* [Task statement] State how many lines of the material below contain the word "white", giving only the number.

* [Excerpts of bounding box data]
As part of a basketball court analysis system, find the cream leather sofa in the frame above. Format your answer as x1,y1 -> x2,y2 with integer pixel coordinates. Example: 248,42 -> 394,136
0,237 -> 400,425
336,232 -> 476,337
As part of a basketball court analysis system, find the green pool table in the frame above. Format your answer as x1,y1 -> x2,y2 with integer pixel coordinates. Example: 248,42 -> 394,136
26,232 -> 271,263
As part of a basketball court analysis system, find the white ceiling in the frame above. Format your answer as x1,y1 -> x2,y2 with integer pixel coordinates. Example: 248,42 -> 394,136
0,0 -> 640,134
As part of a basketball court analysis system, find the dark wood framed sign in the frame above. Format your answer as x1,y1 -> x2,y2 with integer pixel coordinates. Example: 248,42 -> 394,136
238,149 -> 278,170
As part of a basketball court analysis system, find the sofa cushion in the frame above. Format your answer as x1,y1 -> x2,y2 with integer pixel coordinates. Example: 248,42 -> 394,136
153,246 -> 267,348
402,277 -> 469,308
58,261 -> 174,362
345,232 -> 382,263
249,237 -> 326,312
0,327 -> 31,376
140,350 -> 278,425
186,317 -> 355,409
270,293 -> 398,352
---
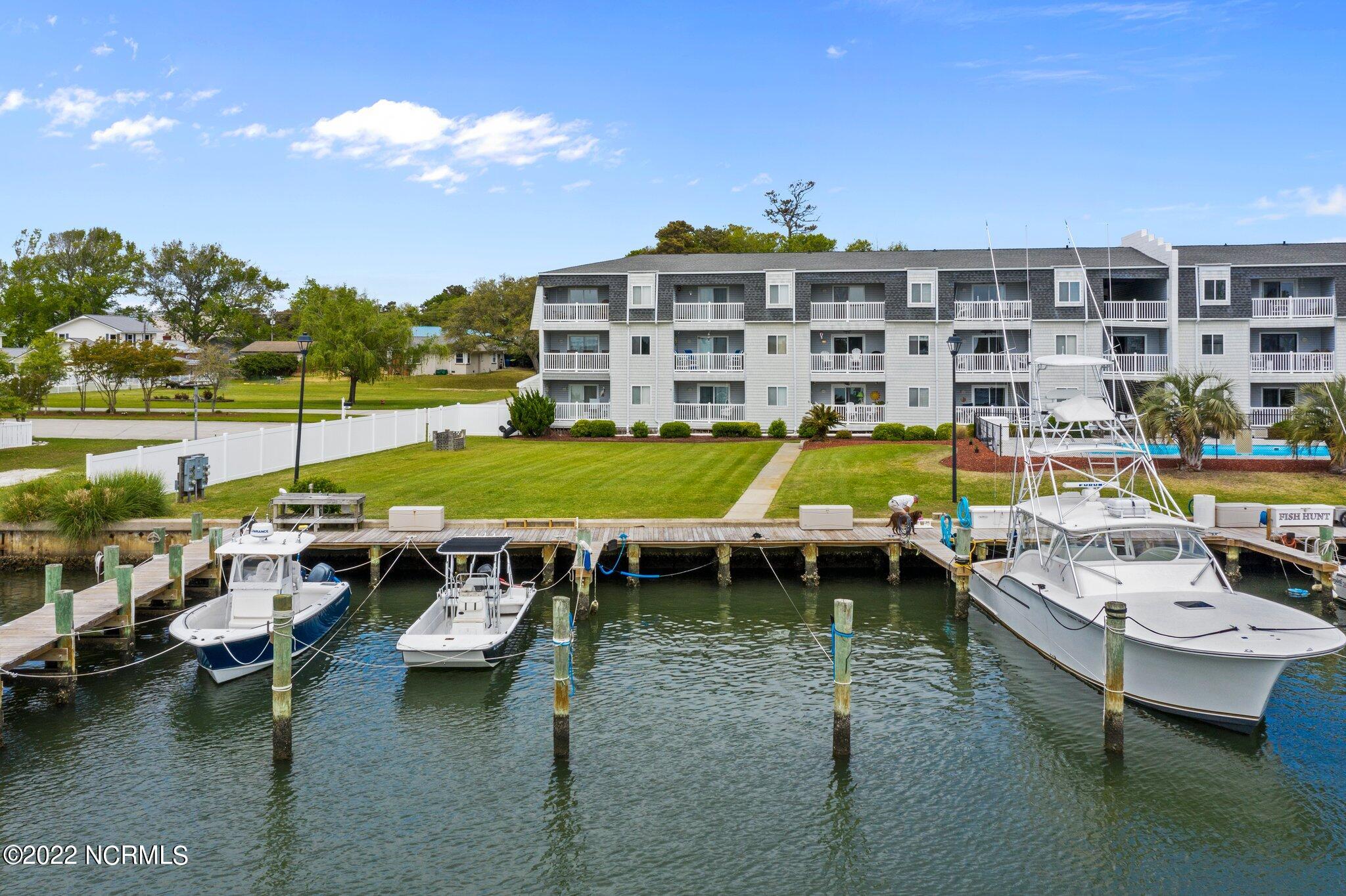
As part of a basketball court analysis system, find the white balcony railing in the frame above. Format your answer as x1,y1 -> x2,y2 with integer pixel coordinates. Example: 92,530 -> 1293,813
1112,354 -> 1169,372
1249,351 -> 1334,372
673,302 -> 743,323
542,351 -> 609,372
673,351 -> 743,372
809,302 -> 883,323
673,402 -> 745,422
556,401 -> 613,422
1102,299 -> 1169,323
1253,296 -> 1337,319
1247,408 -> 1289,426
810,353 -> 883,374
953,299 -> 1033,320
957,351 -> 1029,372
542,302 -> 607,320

* [In response] 2